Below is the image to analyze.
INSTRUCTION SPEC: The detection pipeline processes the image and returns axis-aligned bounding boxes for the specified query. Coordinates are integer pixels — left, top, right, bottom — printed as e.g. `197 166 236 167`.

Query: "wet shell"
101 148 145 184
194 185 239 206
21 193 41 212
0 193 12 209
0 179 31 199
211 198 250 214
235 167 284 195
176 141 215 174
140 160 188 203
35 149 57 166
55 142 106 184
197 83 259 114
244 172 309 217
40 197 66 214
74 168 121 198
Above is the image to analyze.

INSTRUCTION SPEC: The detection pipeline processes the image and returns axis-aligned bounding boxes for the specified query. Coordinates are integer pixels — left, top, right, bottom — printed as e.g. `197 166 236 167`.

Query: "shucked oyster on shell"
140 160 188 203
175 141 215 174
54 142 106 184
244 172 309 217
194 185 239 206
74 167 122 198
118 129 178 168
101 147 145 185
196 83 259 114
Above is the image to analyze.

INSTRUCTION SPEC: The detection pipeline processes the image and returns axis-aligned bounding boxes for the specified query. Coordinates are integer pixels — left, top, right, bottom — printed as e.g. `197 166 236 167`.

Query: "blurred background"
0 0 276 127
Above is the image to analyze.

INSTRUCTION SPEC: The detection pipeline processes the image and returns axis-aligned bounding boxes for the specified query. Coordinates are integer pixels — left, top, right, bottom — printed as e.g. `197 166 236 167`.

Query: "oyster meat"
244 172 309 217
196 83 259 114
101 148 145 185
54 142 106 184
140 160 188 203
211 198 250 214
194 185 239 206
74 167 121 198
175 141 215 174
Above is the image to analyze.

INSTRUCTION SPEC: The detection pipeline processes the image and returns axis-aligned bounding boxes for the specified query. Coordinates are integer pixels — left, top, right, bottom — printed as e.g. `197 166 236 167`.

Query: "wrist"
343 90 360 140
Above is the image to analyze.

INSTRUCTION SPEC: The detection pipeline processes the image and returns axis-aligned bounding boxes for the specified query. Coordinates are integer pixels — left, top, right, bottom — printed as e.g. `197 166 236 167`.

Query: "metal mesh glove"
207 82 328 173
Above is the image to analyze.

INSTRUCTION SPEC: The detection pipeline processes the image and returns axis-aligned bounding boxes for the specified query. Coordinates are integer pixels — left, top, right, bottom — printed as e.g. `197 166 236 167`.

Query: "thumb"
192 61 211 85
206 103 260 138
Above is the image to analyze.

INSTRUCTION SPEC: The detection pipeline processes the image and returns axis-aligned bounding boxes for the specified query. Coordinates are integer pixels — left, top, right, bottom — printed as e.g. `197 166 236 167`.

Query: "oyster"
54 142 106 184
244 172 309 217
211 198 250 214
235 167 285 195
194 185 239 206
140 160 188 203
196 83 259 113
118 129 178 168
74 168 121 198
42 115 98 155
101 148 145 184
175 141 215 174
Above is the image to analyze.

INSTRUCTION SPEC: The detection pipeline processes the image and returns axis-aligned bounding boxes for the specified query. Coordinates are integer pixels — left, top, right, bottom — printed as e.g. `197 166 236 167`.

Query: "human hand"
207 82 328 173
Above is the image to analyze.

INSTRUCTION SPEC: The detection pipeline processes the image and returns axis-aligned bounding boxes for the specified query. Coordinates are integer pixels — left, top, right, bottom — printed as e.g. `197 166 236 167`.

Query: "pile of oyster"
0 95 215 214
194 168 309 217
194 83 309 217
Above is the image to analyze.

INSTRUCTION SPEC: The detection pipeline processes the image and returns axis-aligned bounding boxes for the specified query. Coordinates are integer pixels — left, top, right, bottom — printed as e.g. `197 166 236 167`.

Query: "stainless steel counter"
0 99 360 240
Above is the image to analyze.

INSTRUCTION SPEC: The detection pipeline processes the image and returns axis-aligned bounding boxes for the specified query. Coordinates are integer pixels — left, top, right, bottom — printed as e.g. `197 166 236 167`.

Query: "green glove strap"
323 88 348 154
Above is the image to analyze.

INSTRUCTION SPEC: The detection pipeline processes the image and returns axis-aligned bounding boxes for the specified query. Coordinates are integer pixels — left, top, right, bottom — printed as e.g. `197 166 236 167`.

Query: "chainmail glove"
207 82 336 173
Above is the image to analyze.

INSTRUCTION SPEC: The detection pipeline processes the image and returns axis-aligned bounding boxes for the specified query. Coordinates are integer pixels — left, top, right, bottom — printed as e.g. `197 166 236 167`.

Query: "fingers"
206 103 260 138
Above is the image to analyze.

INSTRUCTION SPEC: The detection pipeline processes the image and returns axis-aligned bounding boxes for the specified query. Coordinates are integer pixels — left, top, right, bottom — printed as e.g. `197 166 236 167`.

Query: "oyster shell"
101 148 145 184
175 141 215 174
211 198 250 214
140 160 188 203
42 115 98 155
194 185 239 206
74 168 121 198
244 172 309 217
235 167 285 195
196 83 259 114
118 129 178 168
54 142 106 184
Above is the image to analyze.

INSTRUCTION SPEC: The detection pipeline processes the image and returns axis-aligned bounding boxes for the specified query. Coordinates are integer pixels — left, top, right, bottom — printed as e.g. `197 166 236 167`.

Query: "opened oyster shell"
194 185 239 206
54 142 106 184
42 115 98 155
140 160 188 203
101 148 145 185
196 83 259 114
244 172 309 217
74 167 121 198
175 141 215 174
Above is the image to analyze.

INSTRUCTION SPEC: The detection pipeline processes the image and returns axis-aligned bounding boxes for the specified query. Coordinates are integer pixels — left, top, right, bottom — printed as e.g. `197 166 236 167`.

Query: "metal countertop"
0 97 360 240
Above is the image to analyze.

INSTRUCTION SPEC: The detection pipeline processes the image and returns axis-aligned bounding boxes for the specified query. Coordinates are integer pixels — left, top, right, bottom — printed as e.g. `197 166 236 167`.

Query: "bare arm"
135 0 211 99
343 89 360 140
•••
## PROBLEM
Write out each line of the records above that contains the word "glove".

## WRITTEN ANSWER
Query: "metal mesh glove"
Query: "green glove strap"
Query: "chainmail glove"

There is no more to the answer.